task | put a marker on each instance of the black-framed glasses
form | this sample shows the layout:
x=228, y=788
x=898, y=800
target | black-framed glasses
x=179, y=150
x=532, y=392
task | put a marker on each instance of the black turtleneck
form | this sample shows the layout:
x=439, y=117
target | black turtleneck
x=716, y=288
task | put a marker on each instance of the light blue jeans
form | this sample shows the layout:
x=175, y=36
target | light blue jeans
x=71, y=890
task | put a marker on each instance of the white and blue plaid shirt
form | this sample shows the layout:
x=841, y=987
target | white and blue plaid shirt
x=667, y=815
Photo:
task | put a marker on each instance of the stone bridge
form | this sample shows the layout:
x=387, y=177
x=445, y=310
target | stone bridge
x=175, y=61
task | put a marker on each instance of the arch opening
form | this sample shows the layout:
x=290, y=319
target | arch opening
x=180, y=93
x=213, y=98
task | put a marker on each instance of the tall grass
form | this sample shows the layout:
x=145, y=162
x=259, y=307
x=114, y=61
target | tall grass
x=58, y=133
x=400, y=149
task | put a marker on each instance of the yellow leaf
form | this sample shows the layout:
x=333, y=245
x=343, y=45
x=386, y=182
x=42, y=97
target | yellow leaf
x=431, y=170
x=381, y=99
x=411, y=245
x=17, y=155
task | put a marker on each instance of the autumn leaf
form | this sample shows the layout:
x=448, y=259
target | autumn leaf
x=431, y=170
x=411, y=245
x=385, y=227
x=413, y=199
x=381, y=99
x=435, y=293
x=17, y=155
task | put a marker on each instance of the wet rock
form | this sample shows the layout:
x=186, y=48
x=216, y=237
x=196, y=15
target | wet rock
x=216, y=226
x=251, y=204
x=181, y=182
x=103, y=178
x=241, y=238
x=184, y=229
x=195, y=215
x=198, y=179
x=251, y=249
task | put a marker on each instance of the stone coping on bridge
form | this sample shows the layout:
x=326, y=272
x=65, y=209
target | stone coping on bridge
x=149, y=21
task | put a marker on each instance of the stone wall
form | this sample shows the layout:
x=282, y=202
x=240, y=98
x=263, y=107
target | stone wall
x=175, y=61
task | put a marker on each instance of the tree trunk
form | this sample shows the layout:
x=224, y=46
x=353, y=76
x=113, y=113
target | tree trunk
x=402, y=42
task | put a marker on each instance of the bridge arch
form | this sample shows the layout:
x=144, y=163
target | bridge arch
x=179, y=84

### EXERCISE OBJECTIVE
Rewrite the records starting at the line that contains "task | put a marker on each instance of the tree" and ending at the end of the records, with "bridge arch" replaced by "stone arch" and everything else unchanged.

### CORRECT RESULT
task | put a marker on each instance of the tree trunk
form | this sample shows the layout:
x=224, y=46
x=353, y=76
x=113, y=113
target | tree trunk
x=402, y=42
task | put a marker on each instance of the stone arch
form | this sample shows the layout:
x=144, y=163
target | stone arch
x=179, y=84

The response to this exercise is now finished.